DOCUMENT -
▽

NONOPERATING ITEMS

Interest expense was $146 million for 2000 compared to $141 million in 1999 and $134 million in 1998. Interest expense was up in 2000 due to higher average interest rates on short-term borrowings and additional short-term debt used to repurchase $759 million of our common stock under our share repurchase program, mostly during the fourth quarter. These increases offset the benefits from our lower borrowings earlier in 2000 due to the use of the proceeds from the sale of Ingersoll-Dresser Pump and Dresser-Rand to repay short-term debt.

Interest income of $25 million declined $49 million from 1999 and was about the same as 1998. Interest income in 1999 included settlement of income tax issues in the United States and United Kingdom and imputed interest income on the note receivable from the sale of our ownership in M-I L.L.C.

△

WHAT YOU NEED TO DO - Resume the nonoperating items discussion with the paragraph that follows its last sentence about interest income.

SUPPLIED RECORDS -
▽

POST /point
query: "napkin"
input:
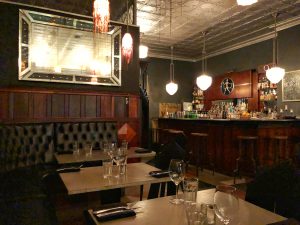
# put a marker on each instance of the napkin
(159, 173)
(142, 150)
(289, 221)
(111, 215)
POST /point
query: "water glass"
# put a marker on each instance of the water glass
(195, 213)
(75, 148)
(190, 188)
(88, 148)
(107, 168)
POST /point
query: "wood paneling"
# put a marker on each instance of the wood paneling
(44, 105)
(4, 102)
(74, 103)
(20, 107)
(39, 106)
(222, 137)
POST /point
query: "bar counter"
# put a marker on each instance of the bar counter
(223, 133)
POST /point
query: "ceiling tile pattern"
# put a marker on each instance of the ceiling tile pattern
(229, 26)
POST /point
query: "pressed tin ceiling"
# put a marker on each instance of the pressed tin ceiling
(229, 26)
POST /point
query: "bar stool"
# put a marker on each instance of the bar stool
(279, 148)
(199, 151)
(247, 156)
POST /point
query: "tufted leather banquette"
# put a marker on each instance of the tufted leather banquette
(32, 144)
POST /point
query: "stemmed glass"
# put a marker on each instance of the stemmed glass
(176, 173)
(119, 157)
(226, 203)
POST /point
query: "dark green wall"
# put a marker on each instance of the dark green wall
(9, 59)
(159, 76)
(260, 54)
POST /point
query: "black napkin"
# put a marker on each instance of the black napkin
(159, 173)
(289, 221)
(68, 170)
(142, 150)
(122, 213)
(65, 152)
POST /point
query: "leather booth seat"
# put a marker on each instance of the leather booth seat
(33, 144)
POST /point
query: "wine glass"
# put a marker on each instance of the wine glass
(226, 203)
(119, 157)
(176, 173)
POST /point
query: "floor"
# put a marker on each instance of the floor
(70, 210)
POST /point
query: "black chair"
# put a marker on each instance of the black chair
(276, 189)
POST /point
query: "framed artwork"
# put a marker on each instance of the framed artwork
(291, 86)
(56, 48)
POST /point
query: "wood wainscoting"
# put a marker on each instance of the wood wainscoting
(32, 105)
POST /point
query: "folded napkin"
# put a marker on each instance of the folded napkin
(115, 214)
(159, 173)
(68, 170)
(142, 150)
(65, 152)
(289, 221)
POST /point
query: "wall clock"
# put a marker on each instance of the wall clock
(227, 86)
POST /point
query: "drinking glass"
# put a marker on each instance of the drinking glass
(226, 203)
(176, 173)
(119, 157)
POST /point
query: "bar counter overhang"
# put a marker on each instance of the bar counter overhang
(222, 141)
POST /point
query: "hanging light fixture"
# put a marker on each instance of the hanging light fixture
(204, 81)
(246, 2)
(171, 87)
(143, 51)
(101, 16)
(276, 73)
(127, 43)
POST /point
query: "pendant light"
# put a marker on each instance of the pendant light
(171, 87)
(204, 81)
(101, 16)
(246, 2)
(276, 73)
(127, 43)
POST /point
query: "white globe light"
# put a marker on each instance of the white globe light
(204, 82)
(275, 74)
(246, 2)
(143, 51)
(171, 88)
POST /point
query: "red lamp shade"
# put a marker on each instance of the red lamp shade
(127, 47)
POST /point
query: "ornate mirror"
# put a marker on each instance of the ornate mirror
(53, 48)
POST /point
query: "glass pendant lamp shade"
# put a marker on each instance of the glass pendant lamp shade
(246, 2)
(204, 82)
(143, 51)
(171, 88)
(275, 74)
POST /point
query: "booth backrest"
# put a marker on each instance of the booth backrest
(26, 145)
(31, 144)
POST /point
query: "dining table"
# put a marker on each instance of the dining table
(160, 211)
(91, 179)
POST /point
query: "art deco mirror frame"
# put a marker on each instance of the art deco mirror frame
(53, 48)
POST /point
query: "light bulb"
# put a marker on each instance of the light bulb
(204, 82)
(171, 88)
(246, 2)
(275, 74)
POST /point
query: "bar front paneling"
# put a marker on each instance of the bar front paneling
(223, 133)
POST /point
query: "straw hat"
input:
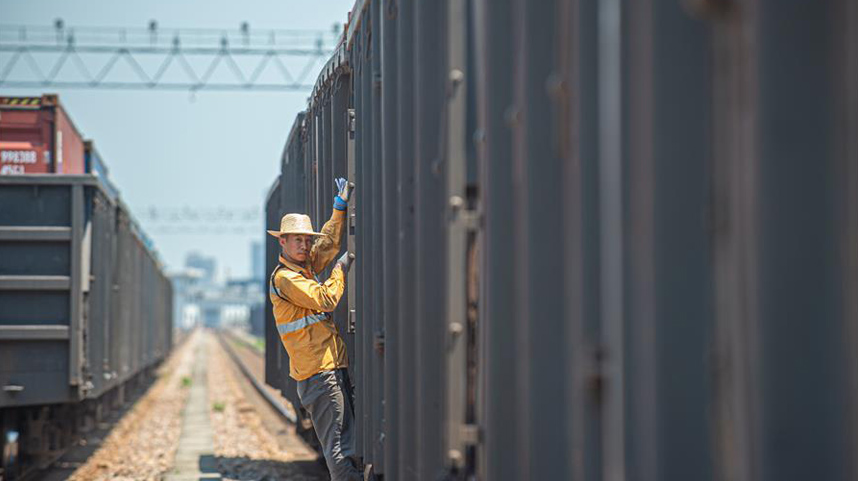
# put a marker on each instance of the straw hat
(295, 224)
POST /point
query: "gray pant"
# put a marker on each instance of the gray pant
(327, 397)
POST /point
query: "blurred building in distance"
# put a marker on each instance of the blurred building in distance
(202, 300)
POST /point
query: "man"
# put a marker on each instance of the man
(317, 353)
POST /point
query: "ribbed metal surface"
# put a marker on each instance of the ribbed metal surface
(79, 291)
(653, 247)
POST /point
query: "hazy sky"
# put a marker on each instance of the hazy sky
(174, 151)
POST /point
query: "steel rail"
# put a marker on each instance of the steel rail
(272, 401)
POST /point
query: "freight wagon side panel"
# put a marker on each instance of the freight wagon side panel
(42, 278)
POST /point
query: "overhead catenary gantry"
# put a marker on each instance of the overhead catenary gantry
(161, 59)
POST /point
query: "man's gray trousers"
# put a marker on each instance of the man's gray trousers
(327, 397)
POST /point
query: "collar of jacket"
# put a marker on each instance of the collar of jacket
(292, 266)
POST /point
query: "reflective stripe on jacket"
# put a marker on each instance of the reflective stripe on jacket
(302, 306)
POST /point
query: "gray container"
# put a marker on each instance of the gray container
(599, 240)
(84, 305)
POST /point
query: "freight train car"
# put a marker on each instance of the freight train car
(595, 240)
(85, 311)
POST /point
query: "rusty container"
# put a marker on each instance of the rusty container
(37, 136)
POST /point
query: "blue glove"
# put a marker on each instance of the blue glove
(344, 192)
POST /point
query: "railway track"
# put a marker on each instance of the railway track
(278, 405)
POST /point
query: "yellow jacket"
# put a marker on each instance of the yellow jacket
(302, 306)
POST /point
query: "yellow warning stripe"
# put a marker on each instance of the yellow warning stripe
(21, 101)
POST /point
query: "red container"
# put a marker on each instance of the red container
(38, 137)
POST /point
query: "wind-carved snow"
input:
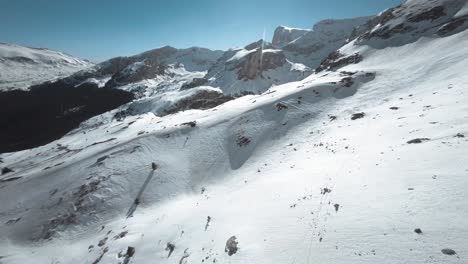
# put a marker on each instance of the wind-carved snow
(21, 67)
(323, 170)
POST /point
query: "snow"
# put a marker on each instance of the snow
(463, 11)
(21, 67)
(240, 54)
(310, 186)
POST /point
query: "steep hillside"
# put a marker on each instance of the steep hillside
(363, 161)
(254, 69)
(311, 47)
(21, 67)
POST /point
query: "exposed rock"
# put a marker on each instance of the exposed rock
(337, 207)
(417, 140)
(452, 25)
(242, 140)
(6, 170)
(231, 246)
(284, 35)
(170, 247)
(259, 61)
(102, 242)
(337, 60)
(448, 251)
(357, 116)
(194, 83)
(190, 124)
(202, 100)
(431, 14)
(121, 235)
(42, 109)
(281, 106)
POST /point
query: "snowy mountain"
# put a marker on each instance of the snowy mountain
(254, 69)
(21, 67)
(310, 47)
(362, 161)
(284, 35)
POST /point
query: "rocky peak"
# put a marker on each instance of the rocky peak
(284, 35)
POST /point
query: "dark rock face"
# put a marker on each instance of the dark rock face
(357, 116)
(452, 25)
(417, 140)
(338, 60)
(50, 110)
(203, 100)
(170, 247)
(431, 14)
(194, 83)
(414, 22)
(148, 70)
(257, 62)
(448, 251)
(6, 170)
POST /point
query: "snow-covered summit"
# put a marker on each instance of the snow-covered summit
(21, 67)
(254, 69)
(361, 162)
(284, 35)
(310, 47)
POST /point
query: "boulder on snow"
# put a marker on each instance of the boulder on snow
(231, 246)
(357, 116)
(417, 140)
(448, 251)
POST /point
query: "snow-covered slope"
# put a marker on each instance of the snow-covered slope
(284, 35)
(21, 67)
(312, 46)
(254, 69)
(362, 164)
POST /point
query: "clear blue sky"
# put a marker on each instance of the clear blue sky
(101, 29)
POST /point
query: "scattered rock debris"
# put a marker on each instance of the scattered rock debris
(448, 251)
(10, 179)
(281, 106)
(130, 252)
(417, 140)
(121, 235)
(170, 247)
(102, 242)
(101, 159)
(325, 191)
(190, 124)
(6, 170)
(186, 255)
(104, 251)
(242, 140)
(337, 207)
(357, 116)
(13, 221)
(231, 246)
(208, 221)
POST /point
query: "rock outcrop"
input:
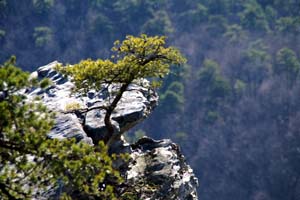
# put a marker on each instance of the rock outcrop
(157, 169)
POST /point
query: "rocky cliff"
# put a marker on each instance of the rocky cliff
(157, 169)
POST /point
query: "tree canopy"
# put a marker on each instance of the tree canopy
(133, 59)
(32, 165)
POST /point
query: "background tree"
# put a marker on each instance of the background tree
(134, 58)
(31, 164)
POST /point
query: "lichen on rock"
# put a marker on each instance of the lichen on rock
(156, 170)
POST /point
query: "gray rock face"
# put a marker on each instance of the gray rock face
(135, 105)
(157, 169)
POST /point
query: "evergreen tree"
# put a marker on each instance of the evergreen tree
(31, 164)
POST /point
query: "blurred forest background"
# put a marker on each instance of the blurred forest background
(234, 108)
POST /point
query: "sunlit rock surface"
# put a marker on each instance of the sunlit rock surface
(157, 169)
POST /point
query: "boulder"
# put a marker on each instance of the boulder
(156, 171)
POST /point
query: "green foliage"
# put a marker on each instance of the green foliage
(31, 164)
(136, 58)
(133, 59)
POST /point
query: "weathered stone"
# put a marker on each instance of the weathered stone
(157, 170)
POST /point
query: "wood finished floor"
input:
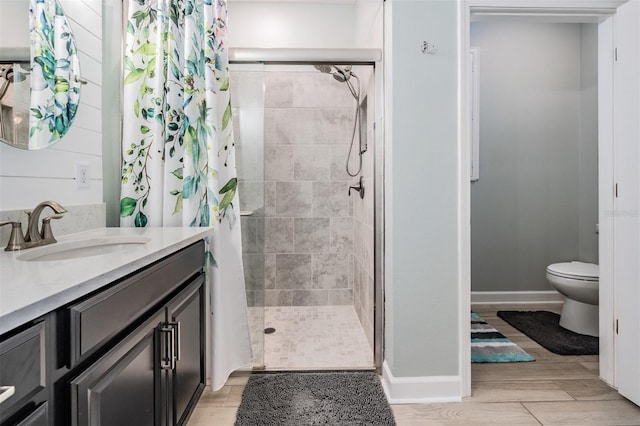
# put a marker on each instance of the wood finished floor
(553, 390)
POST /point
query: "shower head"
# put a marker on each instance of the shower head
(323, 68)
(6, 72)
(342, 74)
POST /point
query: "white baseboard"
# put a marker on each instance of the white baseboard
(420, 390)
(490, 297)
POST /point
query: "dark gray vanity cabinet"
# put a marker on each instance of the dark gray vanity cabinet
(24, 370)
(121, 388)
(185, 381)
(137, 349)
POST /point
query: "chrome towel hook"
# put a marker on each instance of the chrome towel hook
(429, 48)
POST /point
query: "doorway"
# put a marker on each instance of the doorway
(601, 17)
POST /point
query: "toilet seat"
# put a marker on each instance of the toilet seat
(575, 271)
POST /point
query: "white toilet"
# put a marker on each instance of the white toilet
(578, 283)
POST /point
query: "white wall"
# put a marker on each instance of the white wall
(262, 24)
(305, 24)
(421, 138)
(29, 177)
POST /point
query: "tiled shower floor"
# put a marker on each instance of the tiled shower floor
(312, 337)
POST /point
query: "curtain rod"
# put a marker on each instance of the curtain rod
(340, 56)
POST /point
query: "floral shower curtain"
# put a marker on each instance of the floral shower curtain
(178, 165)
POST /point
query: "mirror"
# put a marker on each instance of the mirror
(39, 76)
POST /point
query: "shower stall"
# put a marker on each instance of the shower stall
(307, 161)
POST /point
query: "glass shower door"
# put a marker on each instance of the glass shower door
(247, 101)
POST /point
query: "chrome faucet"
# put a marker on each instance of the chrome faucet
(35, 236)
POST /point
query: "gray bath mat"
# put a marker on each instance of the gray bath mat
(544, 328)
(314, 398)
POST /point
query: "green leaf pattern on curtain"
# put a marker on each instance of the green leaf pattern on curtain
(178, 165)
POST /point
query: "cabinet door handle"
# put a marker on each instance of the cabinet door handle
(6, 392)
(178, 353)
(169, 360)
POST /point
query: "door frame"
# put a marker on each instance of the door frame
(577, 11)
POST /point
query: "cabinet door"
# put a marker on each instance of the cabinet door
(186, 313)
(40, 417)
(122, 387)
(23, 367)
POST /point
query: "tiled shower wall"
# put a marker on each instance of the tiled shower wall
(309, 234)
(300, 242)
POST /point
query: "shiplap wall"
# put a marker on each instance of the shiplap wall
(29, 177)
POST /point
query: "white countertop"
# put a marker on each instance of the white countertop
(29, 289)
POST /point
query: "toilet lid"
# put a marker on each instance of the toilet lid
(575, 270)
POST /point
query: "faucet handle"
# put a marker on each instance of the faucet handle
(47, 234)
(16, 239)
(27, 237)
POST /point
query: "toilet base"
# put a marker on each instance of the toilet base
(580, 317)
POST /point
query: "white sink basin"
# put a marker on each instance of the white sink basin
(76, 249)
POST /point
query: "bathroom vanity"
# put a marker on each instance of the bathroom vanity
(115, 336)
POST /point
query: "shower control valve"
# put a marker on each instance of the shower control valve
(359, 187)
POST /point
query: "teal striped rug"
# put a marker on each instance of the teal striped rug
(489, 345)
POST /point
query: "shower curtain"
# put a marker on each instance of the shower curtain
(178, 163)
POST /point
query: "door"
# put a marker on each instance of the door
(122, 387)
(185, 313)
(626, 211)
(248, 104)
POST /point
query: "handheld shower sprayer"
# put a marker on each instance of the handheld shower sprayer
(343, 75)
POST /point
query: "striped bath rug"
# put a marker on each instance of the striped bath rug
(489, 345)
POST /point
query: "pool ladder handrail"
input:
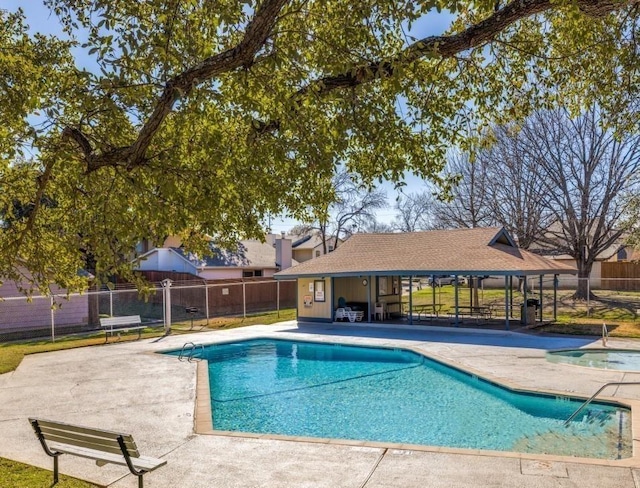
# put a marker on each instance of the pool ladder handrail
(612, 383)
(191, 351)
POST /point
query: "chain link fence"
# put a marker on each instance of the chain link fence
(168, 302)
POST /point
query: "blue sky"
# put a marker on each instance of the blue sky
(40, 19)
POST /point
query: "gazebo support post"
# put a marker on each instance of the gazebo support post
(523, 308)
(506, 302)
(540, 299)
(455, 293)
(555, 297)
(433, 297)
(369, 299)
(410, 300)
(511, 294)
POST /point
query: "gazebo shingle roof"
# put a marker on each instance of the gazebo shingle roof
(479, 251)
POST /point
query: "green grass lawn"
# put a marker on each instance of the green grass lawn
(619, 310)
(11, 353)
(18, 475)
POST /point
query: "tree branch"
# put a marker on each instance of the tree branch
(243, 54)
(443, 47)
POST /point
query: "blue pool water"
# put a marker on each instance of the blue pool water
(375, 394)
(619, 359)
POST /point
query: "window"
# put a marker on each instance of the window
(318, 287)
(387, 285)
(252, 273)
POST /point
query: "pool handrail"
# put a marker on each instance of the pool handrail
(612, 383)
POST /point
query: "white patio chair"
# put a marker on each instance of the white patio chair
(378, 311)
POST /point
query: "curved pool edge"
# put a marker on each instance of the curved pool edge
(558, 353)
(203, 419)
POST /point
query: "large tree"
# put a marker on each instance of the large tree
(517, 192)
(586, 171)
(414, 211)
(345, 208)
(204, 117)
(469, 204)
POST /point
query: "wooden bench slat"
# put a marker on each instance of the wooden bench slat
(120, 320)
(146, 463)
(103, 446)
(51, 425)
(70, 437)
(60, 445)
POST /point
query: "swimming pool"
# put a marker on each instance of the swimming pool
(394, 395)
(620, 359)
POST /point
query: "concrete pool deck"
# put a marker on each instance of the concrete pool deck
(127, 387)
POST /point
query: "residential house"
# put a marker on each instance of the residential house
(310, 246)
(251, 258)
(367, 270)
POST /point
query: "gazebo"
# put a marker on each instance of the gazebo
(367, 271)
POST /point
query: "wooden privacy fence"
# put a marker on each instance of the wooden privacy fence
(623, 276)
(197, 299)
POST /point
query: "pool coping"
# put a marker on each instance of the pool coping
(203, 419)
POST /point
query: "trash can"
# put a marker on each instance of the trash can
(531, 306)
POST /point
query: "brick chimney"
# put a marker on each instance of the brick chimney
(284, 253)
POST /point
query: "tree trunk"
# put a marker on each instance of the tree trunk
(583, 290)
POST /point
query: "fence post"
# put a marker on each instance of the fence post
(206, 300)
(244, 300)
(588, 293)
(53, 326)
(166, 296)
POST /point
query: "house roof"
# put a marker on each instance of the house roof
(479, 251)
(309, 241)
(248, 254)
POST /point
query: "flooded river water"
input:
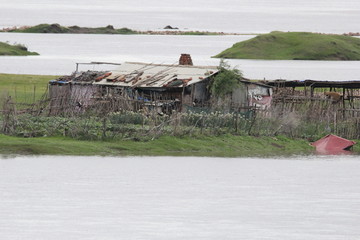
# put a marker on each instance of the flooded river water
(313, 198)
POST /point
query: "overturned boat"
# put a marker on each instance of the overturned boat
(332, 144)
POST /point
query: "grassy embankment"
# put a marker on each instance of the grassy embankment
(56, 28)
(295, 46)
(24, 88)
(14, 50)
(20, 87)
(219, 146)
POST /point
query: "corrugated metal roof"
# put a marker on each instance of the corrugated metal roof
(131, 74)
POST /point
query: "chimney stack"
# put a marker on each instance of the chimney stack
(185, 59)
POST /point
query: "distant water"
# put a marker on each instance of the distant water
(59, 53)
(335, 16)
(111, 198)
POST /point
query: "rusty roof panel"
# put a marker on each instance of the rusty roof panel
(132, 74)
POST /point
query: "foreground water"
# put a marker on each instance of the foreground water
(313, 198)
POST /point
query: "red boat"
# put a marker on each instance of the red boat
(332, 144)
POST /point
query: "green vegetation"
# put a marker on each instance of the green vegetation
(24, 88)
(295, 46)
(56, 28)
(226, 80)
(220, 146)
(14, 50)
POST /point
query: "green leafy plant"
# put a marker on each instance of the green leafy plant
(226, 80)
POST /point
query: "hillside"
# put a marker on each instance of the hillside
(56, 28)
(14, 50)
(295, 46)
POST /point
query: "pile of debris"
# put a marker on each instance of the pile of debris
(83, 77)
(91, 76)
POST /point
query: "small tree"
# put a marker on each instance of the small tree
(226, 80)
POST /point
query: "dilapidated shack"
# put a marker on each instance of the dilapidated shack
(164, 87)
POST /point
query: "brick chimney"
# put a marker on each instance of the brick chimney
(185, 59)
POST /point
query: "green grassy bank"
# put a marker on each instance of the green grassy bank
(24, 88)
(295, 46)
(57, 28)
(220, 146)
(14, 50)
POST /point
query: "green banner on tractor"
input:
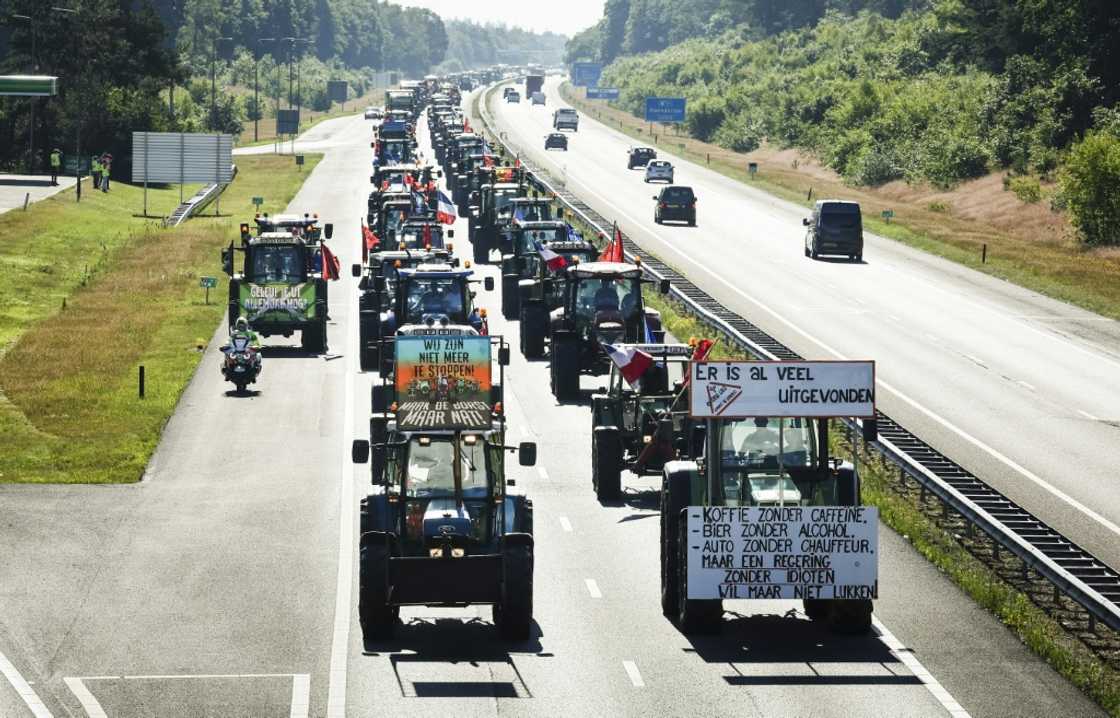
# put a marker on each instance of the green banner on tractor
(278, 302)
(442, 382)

△

RESULT OF THIS TASK -
Foreign currency gains (losses) netted to a loss of $5 million, down from losses of $8 million in 1999 and $10 million in 1998. The losses in 2000 were primarily in Asia Pacific currencies and the euro. Losses in 1999 occurred primarily in Russian and Latin American currencies. Losses in 1998 occurred primarily in Asia Pacific currencies.

Other, net in 2000 was a net loss of $1 million compared to a net loss of $19 million in 1999 and a net gain of $3 million in 1998. The net loss in 1999 includes a $26 million charge in the second quarter relating to an impairment of Kellogg Brown & Root’s net investment in Bufete Industriale, S.A. de C.V., a large specialty engineering, procurement and construction company in Mexico.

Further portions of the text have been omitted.